EXERCISE TASKS
**a.** Summarize the passage on data transformations for the one-sample t test in two sentences.
**b.** Extend the passage on data transformations for the one-sample t test, picking up directly after its final line.

If the data to be analyzed by a one-sample t test come from a population whose distribution violates the assumption of normality, or outliers are present, then the t test on the original data may provide misleading results, or may not be the most powerful test available. In such cases, transforming the data or using a nonparametric test may provide a better analysis.
- Transformations (a single function applied to each data value) are applied to correct problems of nonnormality. For example, taking logarithms of sample values can reduce skewness to the right. Unless scientific theory suggests a specific transformation a priori, transformations are usually chosen from the "power family" of transformations, where each value is replaced by x**p, where p is an integer or half-integer, usually one of:
- -2 (reciprocal square)
- -1 (reciprocal)
- -0.5 (reciprocal square root)
- 0 (log transformation)
- 0.5 (square root)
- 1 (leaving the data untransformed)
- 2 (square)

Region annotation entries
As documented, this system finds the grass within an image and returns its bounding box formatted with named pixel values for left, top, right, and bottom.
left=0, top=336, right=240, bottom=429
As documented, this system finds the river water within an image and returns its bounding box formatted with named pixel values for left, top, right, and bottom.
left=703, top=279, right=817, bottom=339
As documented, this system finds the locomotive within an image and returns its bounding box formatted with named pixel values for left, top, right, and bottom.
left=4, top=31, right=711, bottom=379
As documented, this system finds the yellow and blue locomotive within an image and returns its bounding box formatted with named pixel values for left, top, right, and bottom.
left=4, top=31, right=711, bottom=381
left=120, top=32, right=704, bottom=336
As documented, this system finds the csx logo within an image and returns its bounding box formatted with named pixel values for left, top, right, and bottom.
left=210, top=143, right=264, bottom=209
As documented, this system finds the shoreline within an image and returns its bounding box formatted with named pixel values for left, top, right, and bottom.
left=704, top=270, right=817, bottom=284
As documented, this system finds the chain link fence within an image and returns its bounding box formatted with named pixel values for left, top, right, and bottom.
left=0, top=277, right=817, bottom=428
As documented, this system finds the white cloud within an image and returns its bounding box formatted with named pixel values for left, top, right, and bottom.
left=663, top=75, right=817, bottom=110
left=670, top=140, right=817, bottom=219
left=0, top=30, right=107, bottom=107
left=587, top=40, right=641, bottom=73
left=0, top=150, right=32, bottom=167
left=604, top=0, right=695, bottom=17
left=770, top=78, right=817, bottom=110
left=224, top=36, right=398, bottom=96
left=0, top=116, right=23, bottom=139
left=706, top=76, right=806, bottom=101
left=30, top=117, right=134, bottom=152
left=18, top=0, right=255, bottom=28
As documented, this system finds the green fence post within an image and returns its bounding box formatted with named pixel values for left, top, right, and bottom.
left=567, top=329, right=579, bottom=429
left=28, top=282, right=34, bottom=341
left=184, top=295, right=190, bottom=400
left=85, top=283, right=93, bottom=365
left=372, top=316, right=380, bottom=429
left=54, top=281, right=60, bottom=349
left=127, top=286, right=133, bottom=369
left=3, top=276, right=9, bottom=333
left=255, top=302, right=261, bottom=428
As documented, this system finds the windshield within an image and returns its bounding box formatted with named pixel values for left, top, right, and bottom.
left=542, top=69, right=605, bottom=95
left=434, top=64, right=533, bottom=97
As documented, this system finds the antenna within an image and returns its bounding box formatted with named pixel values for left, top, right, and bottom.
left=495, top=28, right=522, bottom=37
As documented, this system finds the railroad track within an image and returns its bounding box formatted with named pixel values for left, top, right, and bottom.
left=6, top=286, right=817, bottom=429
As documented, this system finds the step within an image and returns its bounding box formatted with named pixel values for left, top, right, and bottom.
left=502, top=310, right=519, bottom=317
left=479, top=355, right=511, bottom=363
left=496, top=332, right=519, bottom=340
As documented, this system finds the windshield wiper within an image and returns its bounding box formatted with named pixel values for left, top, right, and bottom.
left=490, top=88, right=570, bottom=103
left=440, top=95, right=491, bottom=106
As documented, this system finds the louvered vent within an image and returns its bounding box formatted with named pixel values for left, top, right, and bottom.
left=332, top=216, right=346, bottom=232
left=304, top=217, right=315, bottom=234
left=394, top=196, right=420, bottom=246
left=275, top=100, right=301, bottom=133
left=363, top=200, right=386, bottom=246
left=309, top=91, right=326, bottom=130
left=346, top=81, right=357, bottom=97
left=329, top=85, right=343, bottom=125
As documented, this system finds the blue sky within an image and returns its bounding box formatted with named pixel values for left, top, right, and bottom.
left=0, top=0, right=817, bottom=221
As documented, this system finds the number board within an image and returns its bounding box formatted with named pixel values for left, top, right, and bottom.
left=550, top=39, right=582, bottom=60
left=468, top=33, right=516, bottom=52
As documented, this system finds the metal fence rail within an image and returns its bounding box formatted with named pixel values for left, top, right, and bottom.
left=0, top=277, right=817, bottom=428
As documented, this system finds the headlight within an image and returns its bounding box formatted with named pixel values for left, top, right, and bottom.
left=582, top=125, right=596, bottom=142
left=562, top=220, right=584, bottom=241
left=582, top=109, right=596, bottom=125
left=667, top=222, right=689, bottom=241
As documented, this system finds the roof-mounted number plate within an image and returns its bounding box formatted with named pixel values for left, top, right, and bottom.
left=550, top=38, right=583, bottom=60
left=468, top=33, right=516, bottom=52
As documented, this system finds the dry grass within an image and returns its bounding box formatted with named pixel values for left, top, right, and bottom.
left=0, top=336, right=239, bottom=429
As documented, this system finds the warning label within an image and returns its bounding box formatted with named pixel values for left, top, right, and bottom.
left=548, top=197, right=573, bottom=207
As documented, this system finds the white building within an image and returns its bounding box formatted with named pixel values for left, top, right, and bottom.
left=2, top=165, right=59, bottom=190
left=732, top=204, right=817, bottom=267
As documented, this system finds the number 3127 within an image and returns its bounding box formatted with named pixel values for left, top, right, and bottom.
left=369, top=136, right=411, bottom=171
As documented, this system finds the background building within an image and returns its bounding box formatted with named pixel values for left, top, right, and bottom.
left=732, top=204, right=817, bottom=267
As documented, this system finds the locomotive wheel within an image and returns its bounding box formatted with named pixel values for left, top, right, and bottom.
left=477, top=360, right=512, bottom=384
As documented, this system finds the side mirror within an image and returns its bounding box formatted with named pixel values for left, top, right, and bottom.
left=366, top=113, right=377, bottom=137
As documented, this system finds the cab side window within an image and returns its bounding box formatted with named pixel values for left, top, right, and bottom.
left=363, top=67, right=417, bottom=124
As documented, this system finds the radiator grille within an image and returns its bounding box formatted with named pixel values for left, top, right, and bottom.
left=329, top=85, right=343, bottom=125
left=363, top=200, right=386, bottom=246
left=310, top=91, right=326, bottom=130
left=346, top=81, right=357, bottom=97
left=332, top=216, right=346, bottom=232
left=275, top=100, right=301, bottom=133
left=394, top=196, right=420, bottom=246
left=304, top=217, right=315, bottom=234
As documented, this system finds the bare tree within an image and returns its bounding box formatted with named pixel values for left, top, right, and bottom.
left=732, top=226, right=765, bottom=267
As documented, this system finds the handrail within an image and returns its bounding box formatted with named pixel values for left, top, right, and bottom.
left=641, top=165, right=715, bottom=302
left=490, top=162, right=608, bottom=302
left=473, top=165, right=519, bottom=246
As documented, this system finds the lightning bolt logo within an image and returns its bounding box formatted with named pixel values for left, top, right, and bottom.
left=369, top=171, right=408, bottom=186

EXERCISE RESULTS
**a.** When the data for a one-sample t test come from a population that violates the normality assumption or contain outliers, the test on the original data may mislead or fall short of the most powerful available test, so transforming the data or using a nonparametric test may give a better analysis. Transformations, such as taking logarithms to reduce right skewness, correct nonnormality and are usually drawn from the power family, which replaces each value with x raised to an integer or half-integer power, unless scientific theory suggests a specific transformation in advance.

**b.**
For p = -0.5 (reciprocal square root), 0, or 0.5 (square root), the data values must all be positive. To use these transformations when there are negative and positive values, a constant can be added to all the data values such that the smallest is greater than 0 (say, such that the smallest value is 1). (If all the data values are negative, the data can instead be multiplied by -1, but note that in this situation, data suggesting skewness to the right would now become data suggesting skewness to the left.) To preserve the order of the original data in the transformed data, if the value of p is negative, the transformed data are multiplied by -1.0; e.g., for p = -1, the data are transformed as x --> -1.0/x. Taking logs or square roots tends to "pull in" values greater than 1 relative to values less than 1, which is useful in correcting skewness to the right. Transformation involves changing the metric in which the data are analyzed, which may make interpretation of the results difficult if the transformation is complicated. If you are unfamiliar with transformations, you may wish to consult a statistician before proceeding.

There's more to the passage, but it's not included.